**Records:**
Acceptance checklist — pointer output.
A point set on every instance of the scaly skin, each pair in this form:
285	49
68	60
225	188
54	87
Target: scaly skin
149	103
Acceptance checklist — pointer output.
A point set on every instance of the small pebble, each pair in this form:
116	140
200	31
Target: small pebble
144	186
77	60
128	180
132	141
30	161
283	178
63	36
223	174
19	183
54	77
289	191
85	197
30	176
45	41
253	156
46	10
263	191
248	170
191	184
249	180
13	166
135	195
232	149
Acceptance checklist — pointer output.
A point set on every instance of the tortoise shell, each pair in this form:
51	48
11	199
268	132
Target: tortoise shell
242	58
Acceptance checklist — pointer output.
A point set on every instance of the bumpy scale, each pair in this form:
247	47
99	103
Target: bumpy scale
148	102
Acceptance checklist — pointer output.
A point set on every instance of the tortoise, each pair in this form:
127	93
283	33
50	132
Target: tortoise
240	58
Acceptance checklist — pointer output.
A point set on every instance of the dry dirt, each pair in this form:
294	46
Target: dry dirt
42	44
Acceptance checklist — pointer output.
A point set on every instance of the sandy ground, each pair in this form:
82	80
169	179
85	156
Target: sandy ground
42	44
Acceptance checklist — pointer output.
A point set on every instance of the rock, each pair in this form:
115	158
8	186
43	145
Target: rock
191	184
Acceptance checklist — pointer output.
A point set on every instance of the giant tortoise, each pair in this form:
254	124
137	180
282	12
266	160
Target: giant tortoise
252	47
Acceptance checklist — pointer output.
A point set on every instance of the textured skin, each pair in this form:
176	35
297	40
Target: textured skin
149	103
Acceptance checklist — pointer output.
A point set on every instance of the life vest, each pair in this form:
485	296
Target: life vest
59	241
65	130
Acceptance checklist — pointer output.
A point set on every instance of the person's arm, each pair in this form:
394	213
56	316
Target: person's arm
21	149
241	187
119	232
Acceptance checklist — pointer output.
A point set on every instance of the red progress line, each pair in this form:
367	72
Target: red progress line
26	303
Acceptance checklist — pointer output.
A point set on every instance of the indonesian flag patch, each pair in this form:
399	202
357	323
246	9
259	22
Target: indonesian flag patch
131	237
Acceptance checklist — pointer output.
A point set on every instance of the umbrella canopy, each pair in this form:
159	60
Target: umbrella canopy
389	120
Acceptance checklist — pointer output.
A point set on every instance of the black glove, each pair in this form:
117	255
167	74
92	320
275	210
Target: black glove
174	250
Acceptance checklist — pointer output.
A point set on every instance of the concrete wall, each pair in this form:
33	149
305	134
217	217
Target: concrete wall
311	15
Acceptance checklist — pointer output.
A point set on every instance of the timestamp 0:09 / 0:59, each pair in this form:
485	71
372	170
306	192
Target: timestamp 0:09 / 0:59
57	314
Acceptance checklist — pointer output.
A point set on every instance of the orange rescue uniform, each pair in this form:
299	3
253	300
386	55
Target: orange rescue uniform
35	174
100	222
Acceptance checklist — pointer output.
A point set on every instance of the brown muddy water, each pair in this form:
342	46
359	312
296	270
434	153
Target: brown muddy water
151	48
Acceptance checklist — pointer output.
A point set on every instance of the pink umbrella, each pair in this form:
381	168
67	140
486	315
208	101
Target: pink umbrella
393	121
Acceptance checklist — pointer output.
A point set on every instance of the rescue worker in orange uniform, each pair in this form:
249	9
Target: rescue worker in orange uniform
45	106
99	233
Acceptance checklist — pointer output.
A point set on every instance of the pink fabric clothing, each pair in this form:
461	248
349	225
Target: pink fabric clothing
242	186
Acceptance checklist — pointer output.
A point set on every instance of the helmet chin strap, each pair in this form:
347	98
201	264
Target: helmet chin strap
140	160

**Aim of the task:** Pull out every line of the listing that contains the string "vest", matching case exactly.

**Finished task:**
A point set on every instance of the life vest, each pair in this form:
Target: life vest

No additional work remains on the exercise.